** Written request **
Collect and copy out every line in the rows below that contains the word "toilet".

** Records to use **
####################
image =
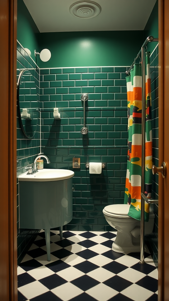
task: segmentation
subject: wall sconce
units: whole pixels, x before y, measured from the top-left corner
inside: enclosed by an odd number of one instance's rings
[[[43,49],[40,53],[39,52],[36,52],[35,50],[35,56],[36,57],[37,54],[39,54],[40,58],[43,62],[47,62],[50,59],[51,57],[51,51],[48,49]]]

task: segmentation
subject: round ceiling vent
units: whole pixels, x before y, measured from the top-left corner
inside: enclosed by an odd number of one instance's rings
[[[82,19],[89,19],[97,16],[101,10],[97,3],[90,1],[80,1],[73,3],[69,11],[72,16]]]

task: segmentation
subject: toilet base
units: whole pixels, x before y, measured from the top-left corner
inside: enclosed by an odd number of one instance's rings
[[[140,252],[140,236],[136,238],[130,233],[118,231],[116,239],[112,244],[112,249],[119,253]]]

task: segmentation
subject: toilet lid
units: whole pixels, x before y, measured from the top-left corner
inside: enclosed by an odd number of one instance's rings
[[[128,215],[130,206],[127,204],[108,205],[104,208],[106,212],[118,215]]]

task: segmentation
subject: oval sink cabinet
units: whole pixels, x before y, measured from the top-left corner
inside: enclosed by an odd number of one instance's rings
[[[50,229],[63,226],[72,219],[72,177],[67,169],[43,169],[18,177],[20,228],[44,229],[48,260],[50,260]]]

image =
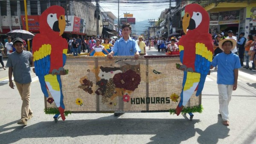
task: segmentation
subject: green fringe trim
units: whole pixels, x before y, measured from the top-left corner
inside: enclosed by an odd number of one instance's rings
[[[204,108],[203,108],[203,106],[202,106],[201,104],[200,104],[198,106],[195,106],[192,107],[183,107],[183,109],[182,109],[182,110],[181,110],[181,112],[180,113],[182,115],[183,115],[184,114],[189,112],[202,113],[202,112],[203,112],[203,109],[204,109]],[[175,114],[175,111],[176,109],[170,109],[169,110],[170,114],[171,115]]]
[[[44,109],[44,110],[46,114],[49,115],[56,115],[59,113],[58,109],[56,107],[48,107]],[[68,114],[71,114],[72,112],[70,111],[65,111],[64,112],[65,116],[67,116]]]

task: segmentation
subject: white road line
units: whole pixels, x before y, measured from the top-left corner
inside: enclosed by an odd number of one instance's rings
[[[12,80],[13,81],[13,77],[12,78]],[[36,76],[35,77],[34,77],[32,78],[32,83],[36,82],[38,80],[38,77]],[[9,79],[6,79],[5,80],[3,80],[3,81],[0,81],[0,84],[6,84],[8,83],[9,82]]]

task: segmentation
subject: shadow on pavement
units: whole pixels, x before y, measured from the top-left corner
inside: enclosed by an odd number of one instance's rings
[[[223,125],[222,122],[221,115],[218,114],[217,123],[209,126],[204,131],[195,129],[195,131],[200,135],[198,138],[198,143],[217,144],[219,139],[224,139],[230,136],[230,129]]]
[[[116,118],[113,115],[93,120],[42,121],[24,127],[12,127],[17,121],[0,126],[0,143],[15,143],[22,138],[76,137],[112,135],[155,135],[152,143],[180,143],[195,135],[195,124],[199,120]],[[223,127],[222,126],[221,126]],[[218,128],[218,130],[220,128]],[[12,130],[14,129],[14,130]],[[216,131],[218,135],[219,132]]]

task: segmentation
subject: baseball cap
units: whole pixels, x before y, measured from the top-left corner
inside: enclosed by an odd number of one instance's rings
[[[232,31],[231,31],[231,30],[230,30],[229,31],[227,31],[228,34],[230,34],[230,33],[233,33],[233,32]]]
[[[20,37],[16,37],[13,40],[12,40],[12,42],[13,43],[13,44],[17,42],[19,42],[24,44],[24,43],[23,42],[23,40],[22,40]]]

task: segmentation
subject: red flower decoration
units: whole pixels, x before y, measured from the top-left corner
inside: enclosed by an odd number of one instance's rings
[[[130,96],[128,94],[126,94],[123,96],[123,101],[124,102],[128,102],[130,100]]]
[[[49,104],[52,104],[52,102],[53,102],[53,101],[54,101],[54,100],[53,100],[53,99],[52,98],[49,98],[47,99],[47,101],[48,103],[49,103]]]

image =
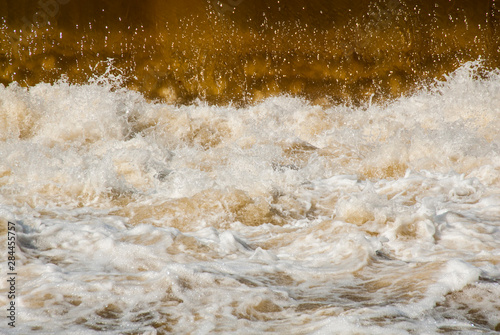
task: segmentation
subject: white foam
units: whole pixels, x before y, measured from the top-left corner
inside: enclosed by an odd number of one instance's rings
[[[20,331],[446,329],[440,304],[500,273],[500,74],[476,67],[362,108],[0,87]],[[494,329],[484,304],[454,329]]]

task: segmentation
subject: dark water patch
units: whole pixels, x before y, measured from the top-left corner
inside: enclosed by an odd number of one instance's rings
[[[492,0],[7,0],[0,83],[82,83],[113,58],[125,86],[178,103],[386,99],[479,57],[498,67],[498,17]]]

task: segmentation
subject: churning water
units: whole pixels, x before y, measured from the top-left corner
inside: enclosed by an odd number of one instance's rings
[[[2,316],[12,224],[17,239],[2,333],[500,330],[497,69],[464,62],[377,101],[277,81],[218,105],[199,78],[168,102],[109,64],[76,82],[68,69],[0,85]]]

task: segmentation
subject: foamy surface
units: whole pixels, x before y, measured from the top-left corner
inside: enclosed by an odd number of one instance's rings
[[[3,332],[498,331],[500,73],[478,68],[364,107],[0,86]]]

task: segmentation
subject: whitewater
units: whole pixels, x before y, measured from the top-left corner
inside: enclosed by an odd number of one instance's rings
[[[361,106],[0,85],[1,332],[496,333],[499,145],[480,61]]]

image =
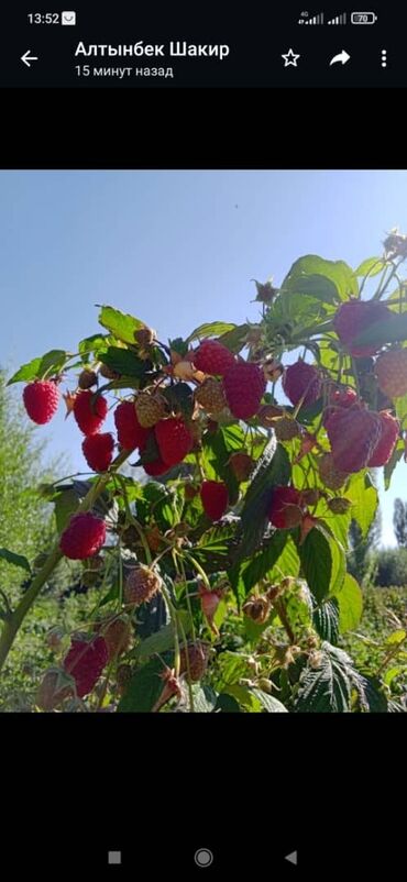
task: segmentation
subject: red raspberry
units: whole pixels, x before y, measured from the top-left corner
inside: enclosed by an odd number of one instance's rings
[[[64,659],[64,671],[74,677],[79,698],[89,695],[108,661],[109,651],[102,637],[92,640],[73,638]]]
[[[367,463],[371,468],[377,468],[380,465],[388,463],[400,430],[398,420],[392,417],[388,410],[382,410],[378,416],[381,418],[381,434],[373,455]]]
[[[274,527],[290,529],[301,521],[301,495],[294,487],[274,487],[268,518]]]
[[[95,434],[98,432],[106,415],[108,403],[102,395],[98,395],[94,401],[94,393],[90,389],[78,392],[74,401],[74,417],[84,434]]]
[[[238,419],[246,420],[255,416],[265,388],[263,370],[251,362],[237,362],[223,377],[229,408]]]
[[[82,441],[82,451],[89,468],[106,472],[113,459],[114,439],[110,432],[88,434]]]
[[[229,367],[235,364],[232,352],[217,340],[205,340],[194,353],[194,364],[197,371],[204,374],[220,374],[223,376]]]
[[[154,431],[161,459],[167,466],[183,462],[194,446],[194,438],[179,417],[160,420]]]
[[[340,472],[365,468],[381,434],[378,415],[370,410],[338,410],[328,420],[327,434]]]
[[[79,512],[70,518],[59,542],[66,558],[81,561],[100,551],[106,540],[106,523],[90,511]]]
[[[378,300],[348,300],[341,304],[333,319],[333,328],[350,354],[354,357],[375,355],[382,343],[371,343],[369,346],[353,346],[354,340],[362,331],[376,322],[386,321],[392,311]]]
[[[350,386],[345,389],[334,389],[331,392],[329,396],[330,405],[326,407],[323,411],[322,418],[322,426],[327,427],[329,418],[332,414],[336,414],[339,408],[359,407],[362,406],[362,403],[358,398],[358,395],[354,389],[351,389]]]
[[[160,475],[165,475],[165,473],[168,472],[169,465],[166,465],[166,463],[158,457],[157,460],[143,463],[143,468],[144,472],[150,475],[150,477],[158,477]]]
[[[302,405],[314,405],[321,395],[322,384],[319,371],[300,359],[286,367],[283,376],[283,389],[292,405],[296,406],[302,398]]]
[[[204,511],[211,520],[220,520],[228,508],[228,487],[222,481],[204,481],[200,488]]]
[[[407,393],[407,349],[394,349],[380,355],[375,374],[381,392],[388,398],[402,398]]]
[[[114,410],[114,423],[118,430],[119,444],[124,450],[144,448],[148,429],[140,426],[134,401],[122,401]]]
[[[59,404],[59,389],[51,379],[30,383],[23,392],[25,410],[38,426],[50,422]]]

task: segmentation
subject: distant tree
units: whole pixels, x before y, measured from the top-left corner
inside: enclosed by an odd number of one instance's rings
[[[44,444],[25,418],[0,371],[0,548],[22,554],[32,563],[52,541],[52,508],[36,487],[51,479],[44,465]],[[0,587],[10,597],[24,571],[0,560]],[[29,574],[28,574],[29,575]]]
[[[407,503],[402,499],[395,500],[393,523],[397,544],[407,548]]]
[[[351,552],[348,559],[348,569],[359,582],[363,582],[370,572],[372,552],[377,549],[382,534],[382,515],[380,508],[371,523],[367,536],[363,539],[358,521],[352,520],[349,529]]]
####################
** Answer below **
subject: toilet base
subject: toilet lid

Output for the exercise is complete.